━━ Study text ━━

Upon graduating from high school in 2004, they went their separate ways for a time as Alec enrolled at UNBC and Teegee went to University of Toronto.

Teegee took an extra year to finish his undergraduate degree and Alec agreed to wait until he had finished before applying for medical school.

It worked out and by 2012 both were in the Northern Medical Program where they continued to support one another for the next four years.

"It's always nice to have a partner in crime," Teegee said.

"And when you're down in the dumps and your not feeling motivated to study, they're kind of saying 'c'mon, we've got to keep going' and vice-versa."

Teegee will now enter a five-year residency in Vancouver to specialize in dermatology and Alec is starting a two-year residency in Prince George to become a general practitioner. Alec will be working at the office of doctors Ed Turski, Lindsay Kwantes and Garry Knoll.

Both Teegee and Alec are aboriginal. While he grew up in Fort St. James, Teegee is a member of the Takla Lake band, a 2 1/2-hour drive to the north, and Alec grew up in Nak'azdli on the edge of the Fort St. James township.

Although still few in number, Teegee said doctors with First Nations roots are becoming less and less rare.

The two have long had an interest in medicine.

Teegee said his grandmother, Sarah, was a big influence. She worked at Stuart Lake Hospital and "always sung the praises" of Paul Stent, Marc Bosenberg and Denis Brown - "all South African doctors who came up work together in a group practice way back in the '90s."

She also became the hospital's first aboriginal-patient liaison.

"She was just a janitor at the hospital but Dr. Stent would lean on her," Teegee said.

"Half the community is First Nations and Dr. Stent had no idea how to communicate what their symptoms are. He would pull grandma (in) to translate."

━━━
━━ Given information ━━

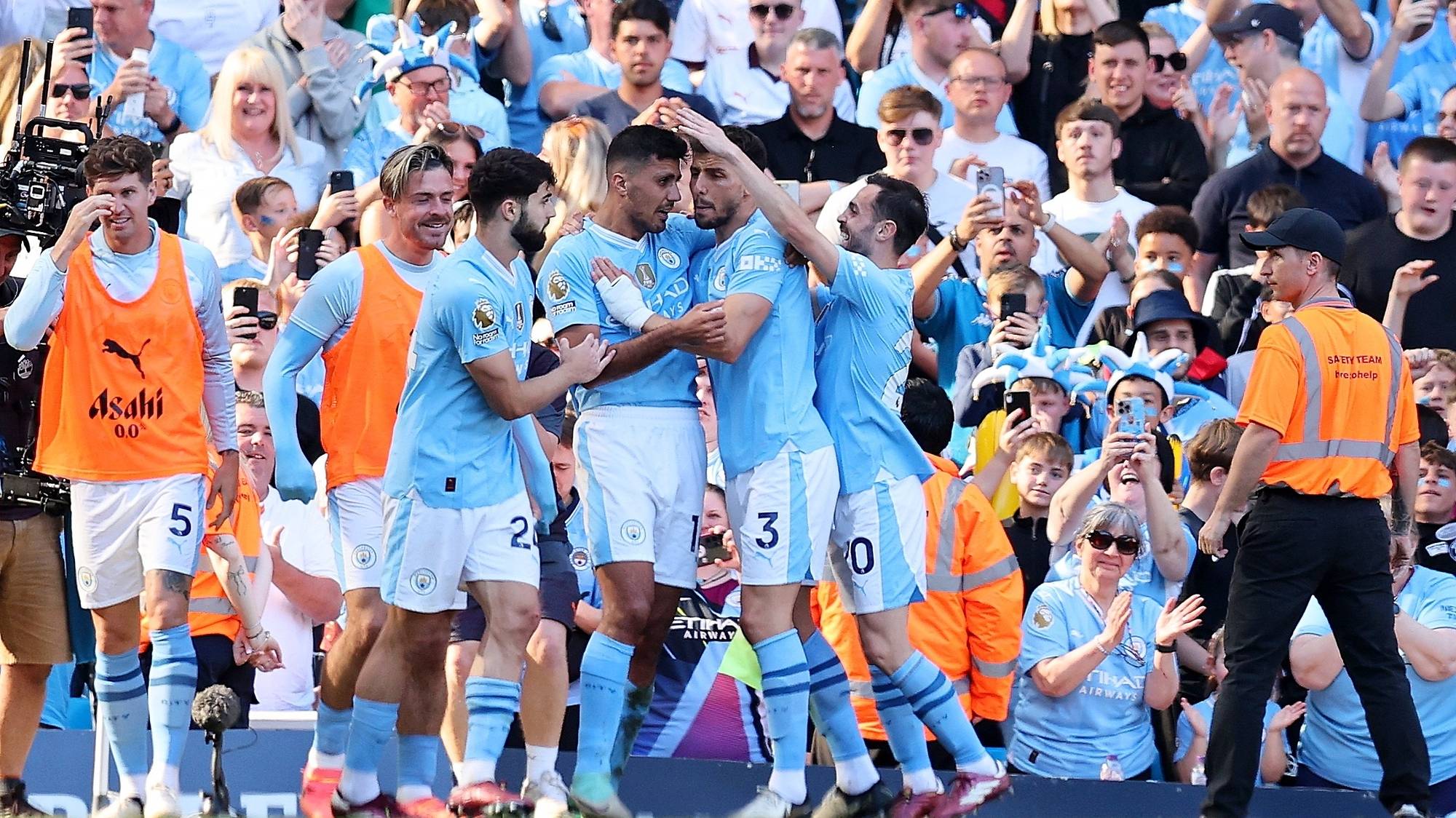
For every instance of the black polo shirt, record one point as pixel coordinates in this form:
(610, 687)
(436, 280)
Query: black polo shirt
(1164, 161)
(847, 152)
(1222, 206)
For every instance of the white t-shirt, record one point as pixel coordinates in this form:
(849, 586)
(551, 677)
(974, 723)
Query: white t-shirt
(308, 547)
(708, 28)
(1018, 158)
(947, 199)
(1091, 221)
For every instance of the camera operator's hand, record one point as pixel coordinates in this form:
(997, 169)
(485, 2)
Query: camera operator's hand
(132, 78)
(72, 46)
(78, 225)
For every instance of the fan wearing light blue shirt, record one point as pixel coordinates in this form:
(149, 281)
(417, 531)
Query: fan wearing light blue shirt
(863, 362)
(640, 446)
(456, 510)
(1336, 749)
(1096, 660)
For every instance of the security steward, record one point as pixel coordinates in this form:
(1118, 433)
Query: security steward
(1329, 413)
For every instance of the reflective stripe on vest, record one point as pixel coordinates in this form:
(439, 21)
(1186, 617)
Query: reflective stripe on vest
(867, 689)
(1313, 446)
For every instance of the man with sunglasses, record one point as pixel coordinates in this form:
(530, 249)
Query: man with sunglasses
(708, 30)
(749, 87)
(1164, 159)
(940, 31)
(360, 312)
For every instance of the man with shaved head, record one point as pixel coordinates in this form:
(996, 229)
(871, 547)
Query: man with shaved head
(1298, 113)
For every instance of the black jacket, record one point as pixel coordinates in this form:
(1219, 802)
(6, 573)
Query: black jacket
(1164, 161)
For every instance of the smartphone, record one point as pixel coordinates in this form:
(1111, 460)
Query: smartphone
(1018, 400)
(1132, 416)
(711, 548)
(247, 298)
(992, 181)
(1013, 303)
(309, 244)
(82, 18)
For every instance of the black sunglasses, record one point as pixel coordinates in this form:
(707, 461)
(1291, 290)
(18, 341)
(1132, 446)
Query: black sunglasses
(1179, 60)
(781, 11)
(962, 11)
(921, 136)
(1103, 541)
(79, 91)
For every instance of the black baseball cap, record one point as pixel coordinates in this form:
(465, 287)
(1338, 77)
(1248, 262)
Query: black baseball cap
(1301, 228)
(1260, 17)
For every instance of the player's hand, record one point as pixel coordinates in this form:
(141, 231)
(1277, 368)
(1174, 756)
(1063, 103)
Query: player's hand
(1016, 433)
(585, 362)
(78, 225)
(242, 327)
(1117, 618)
(293, 475)
(225, 487)
(703, 330)
(1211, 538)
(1412, 279)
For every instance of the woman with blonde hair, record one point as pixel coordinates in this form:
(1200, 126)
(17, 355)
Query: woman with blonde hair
(248, 135)
(577, 154)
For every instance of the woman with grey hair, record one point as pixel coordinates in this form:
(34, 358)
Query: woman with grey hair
(1096, 660)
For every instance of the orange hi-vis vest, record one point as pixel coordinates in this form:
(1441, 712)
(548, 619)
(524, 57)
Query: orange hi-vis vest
(124, 381)
(365, 375)
(970, 621)
(1334, 384)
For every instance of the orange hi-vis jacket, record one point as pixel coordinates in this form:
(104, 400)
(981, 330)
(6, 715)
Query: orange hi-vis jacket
(365, 375)
(970, 622)
(124, 381)
(1334, 384)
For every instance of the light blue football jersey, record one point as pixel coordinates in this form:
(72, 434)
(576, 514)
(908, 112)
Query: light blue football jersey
(1336, 740)
(449, 445)
(767, 398)
(660, 266)
(863, 365)
(1071, 736)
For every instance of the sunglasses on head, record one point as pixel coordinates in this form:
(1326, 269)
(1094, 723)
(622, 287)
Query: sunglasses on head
(79, 91)
(1179, 60)
(921, 136)
(960, 9)
(781, 11)
(1103, 541)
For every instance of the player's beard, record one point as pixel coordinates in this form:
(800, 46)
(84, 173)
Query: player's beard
(532, 238)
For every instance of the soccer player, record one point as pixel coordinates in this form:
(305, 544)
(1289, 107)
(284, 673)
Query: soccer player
(139, 349)
(880, 517)
(778, 459)
(638, 439)
(456, 510)
(360, 312)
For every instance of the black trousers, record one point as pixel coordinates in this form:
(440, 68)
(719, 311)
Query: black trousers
(1339, 551)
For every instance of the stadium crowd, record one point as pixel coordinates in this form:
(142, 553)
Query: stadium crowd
(1067, 190)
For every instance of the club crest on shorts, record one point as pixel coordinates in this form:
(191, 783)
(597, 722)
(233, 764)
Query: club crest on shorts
(365, 557)
(423, 581)
(646, 276)
(634, 532)
(557, 287)
(579, 560)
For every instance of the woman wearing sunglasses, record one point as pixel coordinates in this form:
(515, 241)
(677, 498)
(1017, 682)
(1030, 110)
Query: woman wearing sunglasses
(1096, 660)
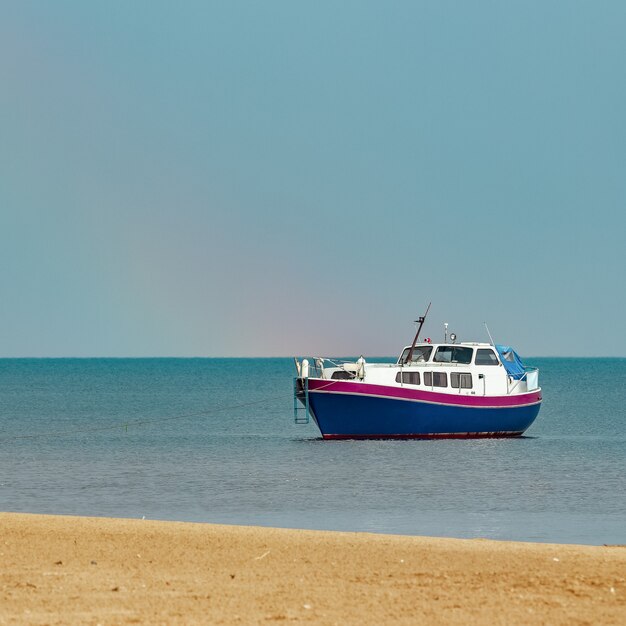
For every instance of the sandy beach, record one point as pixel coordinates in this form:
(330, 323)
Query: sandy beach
(71, 570)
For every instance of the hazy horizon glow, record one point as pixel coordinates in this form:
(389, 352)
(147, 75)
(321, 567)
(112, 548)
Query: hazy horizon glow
(243, 179)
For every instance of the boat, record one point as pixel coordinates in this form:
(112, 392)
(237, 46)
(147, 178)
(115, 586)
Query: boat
(448, 390)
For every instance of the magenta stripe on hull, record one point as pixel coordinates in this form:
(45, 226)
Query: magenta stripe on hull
(430, 436)
(404, 393)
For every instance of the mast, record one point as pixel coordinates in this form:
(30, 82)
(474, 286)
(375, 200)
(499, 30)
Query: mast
(421, 321)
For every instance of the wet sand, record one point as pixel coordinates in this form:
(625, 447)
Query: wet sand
(71, 570)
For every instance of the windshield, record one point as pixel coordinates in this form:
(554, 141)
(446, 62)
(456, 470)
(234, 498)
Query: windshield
(420, 354)
(453, 354)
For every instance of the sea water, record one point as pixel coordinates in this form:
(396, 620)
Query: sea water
(213, 440)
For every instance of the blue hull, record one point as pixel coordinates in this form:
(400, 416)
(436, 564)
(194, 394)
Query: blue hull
(348, 416)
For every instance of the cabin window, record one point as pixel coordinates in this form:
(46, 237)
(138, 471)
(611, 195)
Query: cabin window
(485, 356)
(453, 354)
(460, 381)
(408, 378)
(435, 379)
(420, 354)
(342, 375)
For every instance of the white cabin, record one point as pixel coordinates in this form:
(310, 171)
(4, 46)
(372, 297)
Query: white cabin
(455, 368)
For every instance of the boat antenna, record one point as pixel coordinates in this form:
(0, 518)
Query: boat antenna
(490, 337)
(421, 321)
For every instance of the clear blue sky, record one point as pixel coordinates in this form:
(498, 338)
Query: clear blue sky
(278, 178)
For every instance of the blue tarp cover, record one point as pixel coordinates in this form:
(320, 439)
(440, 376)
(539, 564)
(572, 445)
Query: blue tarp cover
(511, 361)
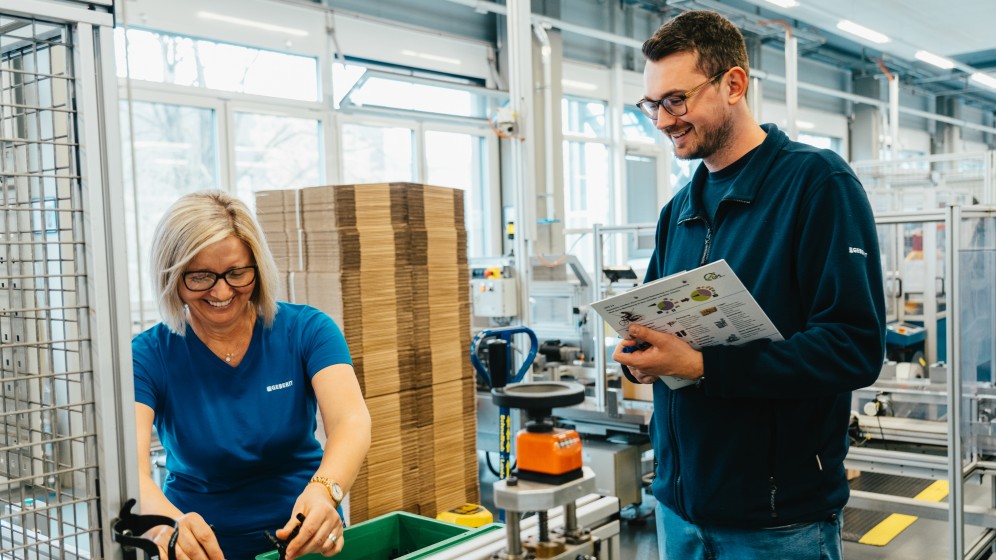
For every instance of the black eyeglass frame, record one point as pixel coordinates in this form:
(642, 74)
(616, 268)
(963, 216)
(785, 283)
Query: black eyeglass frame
(223, 275)
(680, 98)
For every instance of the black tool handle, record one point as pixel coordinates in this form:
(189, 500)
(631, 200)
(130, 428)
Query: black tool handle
(498, 362)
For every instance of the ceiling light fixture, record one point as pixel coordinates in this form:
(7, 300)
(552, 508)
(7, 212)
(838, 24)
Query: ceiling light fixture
(984, 79)
(433, 57)
(931, 58)
(251, 23)
(574, 84)
(862, 31)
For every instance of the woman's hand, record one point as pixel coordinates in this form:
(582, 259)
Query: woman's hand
(194, 539)
(321, 531)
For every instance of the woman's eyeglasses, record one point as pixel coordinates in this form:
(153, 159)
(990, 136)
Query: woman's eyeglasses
(204, 280)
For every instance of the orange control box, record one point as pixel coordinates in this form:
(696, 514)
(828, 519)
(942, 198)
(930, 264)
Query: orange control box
(553, 453)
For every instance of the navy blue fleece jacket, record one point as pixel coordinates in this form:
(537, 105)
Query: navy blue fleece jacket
(761, 441)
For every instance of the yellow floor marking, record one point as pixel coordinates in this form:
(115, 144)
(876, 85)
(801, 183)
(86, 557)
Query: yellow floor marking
(883, 533)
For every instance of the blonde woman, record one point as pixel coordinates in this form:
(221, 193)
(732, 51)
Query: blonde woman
(231, 379)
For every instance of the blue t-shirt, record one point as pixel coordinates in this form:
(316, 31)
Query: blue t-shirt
(240, 444)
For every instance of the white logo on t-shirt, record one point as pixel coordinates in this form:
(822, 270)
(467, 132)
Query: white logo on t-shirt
(279, 386)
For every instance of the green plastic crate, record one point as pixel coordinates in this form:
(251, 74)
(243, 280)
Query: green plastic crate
(398, 536)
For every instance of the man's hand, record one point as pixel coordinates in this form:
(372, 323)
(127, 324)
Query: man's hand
(665, 355)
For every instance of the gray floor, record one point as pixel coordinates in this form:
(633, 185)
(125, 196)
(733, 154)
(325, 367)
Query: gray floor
(923, 540)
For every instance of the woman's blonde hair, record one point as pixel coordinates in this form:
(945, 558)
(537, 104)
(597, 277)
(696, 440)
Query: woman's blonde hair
(192, 223)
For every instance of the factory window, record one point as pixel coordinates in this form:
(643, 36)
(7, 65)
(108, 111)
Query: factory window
(360, 86)
(587, 194)
(681, 172)
(160, 57)
(276, 152)
(458, 160)
(637, 127)
(820, 141)
(175, 152)
(376, 154)
(583, 117)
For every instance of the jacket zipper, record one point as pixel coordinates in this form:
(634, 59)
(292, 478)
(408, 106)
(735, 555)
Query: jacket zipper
(708, 244)
(679, 501)
(772, 485)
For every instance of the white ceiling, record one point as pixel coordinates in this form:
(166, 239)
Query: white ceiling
(952, 29)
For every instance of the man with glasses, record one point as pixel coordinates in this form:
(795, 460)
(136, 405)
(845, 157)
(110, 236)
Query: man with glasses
(750, 457)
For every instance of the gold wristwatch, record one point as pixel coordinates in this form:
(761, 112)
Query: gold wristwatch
(335, 491)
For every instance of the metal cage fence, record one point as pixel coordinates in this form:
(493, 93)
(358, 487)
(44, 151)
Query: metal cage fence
(48, 435)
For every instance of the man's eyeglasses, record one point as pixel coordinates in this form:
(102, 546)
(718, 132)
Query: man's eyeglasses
(674, 104)
(204, 280)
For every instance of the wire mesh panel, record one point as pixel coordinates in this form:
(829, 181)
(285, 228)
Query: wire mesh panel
(48, 441)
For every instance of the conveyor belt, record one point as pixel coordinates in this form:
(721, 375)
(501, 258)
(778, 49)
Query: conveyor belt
(879, 528)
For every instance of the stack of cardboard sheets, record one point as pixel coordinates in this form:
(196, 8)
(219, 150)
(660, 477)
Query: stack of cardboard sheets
(388, 262)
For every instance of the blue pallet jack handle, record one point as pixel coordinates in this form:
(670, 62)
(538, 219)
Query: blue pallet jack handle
(498, 374)
(506, 334)
(500, 339)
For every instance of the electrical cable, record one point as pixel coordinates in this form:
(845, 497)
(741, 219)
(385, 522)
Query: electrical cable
(492, 468)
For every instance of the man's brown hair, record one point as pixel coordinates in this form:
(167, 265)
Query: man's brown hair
(717, 42)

━━━

> _What to do_:
**1)** In the story about the two medical graduates from Fort St. James, what residency is Teegee entering?
**2)** Carry on the story about the two medical graduates from Fort St. James, starting after its final sentence.

> _Activity answers_:
**1)** A five-year residency in Vancouver to specialize in dermatology.

**2)**
Teegee said he was also highly motivated by the feeling he got when he saw his name at the top of the honour roll as well as by the competition that came with being in the same class as the doctors' children.

As for Alec, he said he wanted to become a doctor from a fairly young age.

"I just enjoyed the sciences and stuff so it was always kind of a big goal, probably closer to high school," Alec said.

Alec is working towards becoming a general practitioner because of the variety.

"I like the cradle to grave services," he said.

"You have a good diverse practice where you can really work with different types of medicine and I thought it would be good to work back home, being a family physician."

Alec has already found that being aboriginal can be an asset.

"The last patient I'd seen was a little bit more open to talk about some really difficult topics," Alec said.

But you don't have to be aboriginal to work with First Nations patients. Between finishing his undergraduate degree and entering medical school, Teegee worked in the Carrier Sekani Family Services' health department where he helped establish a program that allows doctors and nurses to consult patients on their own reserves, flying in by helicopter if need be.

"I think aboriginal and non-aboriginal doctors that understand the issues that First Nations deal with can equally do important roles for them," Teegee said.

"Of course, we'll say there is a preference for aboriginal doctors because we understand the struggles but I don't want to alienate non-First Nations who want to do the same work.

"It just takes a special type of person and a special type of character and understanding of the people to be able to do it."

Teegee chose dermatology because of all the rotations he went through while in medical school, it was the one he fell in love with.

"I had already been studying physiology and I thought I had already mastered the human body," Teegee said.

"The skin is a thing of its own and it was all so new to me and you really have to put a lot of work into it to understand it."

Teegee and Alec credit more than just each other for graduating from the program.

Both had accolades for their wives and immediate families as sources of support.

But there was also a fair amount of just digging deep within themselves.

"I kept keeping an eye on the prize and that really helps when you're super tired and you have quite a bit of assignments to do and exams," Alec said.

"You always kind of doubt it too, because not everyone gets into medical school."